TASK TO CARRY OUT:
Below are some records; reproduce every one of them exactly.

Start of MATERIAL SUPPLIED

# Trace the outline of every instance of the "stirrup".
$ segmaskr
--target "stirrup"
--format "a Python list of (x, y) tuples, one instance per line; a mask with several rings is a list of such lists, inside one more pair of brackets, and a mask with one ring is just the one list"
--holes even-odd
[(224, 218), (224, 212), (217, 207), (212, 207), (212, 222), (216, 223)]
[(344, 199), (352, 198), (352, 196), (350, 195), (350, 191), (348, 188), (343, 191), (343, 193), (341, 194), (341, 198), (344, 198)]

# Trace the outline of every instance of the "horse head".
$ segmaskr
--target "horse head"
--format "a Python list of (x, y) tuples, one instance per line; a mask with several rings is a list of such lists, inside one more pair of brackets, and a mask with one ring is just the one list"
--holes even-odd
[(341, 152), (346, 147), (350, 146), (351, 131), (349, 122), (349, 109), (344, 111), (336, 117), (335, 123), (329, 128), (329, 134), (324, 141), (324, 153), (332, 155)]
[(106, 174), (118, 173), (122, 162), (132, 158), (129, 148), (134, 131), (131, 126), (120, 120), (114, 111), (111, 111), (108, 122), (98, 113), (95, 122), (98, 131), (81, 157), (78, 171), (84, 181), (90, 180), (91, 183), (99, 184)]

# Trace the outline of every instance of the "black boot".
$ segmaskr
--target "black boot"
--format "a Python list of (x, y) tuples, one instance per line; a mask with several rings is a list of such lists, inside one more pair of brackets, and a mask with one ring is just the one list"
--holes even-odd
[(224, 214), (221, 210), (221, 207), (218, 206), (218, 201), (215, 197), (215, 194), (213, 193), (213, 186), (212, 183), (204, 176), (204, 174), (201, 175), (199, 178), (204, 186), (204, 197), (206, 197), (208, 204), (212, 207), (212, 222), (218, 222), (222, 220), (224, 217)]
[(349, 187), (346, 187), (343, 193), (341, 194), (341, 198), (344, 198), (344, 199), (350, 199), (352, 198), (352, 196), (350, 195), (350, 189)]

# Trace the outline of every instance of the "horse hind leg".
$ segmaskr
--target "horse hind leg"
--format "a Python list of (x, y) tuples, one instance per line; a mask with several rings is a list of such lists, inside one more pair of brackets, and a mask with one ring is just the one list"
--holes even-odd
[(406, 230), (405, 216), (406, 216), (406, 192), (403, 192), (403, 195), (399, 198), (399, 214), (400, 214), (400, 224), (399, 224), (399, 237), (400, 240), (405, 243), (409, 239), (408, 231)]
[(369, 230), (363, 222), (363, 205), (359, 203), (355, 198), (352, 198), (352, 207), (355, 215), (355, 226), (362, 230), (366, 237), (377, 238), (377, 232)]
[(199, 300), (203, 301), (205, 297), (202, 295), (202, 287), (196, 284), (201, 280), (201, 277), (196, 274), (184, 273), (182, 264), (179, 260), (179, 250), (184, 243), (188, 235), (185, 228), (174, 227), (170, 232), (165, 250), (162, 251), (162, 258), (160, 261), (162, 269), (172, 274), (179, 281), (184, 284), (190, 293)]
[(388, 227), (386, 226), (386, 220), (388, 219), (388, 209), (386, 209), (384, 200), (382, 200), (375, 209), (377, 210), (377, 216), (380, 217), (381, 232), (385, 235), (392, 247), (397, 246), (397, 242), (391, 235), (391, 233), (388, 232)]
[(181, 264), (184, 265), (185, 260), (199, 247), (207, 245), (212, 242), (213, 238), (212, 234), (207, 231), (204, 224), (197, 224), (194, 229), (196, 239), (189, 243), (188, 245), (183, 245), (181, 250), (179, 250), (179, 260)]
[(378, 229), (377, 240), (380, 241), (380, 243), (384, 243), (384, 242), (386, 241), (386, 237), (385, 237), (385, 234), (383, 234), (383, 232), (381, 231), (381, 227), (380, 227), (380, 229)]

End of MATERIAL SUPPLIED

TASK SOLUTION:
# Trace the outline of every instance of the "stirrup".
$ segmaskr
--target "stirrup"
--format "a Python list of (x, y) tuples, one instance per line; a mask with several rings is a list of such lists, inside one more pair of brackets, and a mask with one ring is just the one list"
--holes even-odd
[(224, 218), (224, 212), (217, 207), (212, 207), (212, 222), (216, 223)]
[(344, 199), (352, 198), (352, 196), (350, 195), (350, 191), (348, 188), (343, 191), (343, 193), (341, 194), (341, 198), (344, 198)]

# Trace the outline of every instance of the "horse head".
$ segmaskr
--target "horse head"
--format "a Python list of (x, y) tuples, one instance per line; a mask with several rings is a list of such lists, inside one more pair of brackets, and a mask with one ring is just the one list"
--holes even-odd
[(341, 152), (346, 147), (350, 146), (351, 131), (349, 122), (349, 109), (344, 111), (336, 117), (335, 123), (329, 128), (329, 134), (324, 141), (324, 153), (332, 155)]
[(106, 174), (118, 173), (122, 162), (132, 158), (129, 148), (134, 131), (131, 126), (120, 120), (114, 111), (111, 111), (108, 122), (98, 113), (95, 122), (98, 131), (81, 157), (78, 171), (84, 181), (90, 180), (91, 183), (99, 184)]

# Trace the outline of every instance of the "black boot".
$ segmaskr
--target "black boot"
--format "a Python list of (x, y) tuples, one instance per line; a mask with several rings is a list of such lists, inside one more pair of brackets, and a mask with one ring is just the one list"
--holes even-odd
[(224, 214), (221, 210), (221, 207), (218, 206), (218, 201), (215, 197), (215, 194), (213, 193), (213, 186), (212, 183), (204, 176), (204, 174), (201, 175), (199, 178), (204, 186), (204, 197), (206, 197), (208, 204), (212, 207), (212, 222), (218, 222), (222, 220), (224, 217)]
[(349, 187), (346, 187), (343, 193), (341, 194), (341, 198), (344, 198), (344, 199), (350, 199), (352, 198), (352, 196), (350, 195), (350, 189)]

# Trace the outline of every instance of the "horse hind leg".
$ segmaskr
--target "horse hind leg"
--format "a Python list of (x, y) tuples, one instance per line; a mask with several rings is a list of such lists, inside one more pair of brackets, and a mask with one ring is just the one list"
--holes even-odd
[(406, 230), (405, 216), (406, 216), (406, 192), (403, 192), (403, 195), (399, 198), (399, 214), (400, 214), (400, 224), (399, 224), (399, 237), (400, 240), (405, 243), (409, 239), (408, 231)]
[(369, 230), (363, 222), (363, 205), (359, 203), (355, 198), (352, 198), (352, 207), (355, 215), (355, 226), (362, 230), (366, 237), (377, 238), (377, 232)]
[(199, 300), (203, 301), (205, 297), (202, 295), (202, 287), (196, 284), (201, 280), (201, 277), (196, 274), (184, 273), (182, 264), (179, 260), (179, 250), (184, 243), (188, 235), (185, 228), (174, 227), (170, 232), (165, 250), (162, 251), (162, 258), (160, 261), (162, 269), (172, 274), (179, 281), (184, 284), (190, 293)]
[(388, 227), (386, 226), (386, 220), (388, 219), (388, 209), (386, 209), (384, 200), (382, 200), (375, 209), (377, 210), (377, 216), (380, 217), (381, 232), (385, 235), (392, 247), (397, 246), (397, 242), (391, 235), (391, 233), (388, 232)]
[(181, 264), (184, 265), (185, 260), (199, 247), (207, 245), (212, 242), (213, 238), (212, 234), (207, 231), (204, 224), (197, 224), (194, 229), (196, 239), (189, 243), (188, 245), (183, 245), (181, 250), (179, 250), (179, 260)]
[(378, 229), (377, 240), (380, 241), (380, 243), (384, 243), (384, 242), (386, 241), (386, 237), (385, 237), (385, 234), (383, 234), (383, 232), (381, 231), (381, 227), (380, 227), (380, 229)]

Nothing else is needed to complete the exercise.